练习题目 A → 找出下面摘录里所有用 export 设置的环境变量,只写出变量名。

════════════════

1.1设置机器名:hostname
gedit /etc/sysconfig/network
Scala
cd /opt
mkdir scala
cp /home/hserver1/desktop/scala-2.12.2.tgz /opt/scala
cd /opt/scala
tar -xvf scala-2.12.2.tgz
配置环境变量
gedit /etc/profile
export SCALA_HOME=/opt/scala/scala-2.12.2
source /etc/profile
验证Scala
scala -version
Spark源码
* 下载
http://mirror.bit.edu.cn/apache/spark/spark-2.2.0/
* tar -xvf
2、编译代码
* 进入源码根目录,执行如下编译命令:
1. mvn -Pyarn -Phadoop-2.6 -DskipTests clean package
2. mvn -Pyarn -Dscala-2.10 -DskipTests clean package
3. mvn -Pyarn -Phadoop-2.7 -PHive -Dhadoop.version=2.7.4 -DskipTests clean package
这个时间吧 大概是我从四点开始编译到了六点半竟然还没有编译完。
经过修改
mvn -Pyarn -Phadoop-2.7 -Dhadoop.version=2.7.4 -PHive -Phive-thriftserver -DskipTests clean package
mvn -Pyarn -Phadoop-2.7 -Dhadoop.version=2.7.4 -PHive -Phive-thriftserver -DskipTests clean package
进行了很多次编译,终于通过
第二次编译也成功了
3、生成部署包
./make-distribution.sh --name hadoop2.7.4 --tgz -Phadoop-2.7 -Phive -Phive-thriftserver -Pyarn
./make-distribution.sh --tgz -Phadoop-2.7 -Pyarn -DskipTests -Dhadoop.version=2.7.4 -Phive
./dev/make-distribution.sh --name hadoop2.7.4 --tgz -Psparkr -Phadoop-2.7 -Phive -Phive-thriftserver -Pmesos -Pyarn
同样耗时略久,如无异常,会在源码包根目录生成安装包
spark-2.2.0-bin-hadoop2.8.2.tgz
4、解压spark安装包至目标目录
1. tar -xvf spark-2.2.0-bin-hadoop2.8.2.tgz -C /opt/spark/
5、将spark加入到环境变量
在/etc/profile加入
gedit /etc/profile
export JAVA_HOME=/opt/jdk1.8.0_152
export HADOOP_HOME=/opt/hadoop/hadoop-2.7.4
export HADOOP_CONF_DIR=${HADOOP_HOME}/etc/hadoop
export HADOOP_COMMON_LIB_NATIVE_DIR=${HADOOP_HOME}/lib/native
export HADOOP_OPTS="-Djava.library.path=${HADOOP_HOME}/lib"

════════════════

练习题目 B → 从下面的列表中提取所有包含字符串“hillside”的行,大小写须一致。

════════════════

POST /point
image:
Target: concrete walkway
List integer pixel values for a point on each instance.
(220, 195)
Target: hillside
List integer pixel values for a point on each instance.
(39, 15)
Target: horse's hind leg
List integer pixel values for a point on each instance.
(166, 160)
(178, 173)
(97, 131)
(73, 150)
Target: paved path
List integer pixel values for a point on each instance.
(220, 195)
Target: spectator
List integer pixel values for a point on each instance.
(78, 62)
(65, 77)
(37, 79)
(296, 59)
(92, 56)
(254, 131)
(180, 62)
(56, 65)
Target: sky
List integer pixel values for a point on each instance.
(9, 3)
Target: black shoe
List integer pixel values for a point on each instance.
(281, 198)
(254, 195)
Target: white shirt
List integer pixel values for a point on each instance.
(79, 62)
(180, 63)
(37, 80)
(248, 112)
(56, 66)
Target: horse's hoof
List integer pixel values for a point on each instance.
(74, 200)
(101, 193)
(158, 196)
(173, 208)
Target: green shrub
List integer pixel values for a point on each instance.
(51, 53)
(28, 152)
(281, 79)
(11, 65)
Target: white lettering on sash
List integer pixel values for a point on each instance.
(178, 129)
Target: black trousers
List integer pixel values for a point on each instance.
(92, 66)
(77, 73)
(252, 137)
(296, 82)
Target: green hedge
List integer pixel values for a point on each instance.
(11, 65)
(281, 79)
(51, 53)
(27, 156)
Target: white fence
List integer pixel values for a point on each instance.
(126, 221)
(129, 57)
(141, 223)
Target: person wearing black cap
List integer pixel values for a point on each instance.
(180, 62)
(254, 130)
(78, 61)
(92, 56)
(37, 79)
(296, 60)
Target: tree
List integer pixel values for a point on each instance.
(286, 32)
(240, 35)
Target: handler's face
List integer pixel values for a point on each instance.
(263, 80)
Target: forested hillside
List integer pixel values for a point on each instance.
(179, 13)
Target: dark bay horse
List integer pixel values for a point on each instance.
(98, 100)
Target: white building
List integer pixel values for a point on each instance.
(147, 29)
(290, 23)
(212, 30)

════════════════

题目解答 A →
SCALA_HOME
JAVA_HOME
HADOOP_HOME
HADOOP_CONF_DIR
HADOOP_COMMON_LIB_NATIVE_DIR
HADOOP_OPTS

题目解答 B →
Target: hillside
Target: forested hillside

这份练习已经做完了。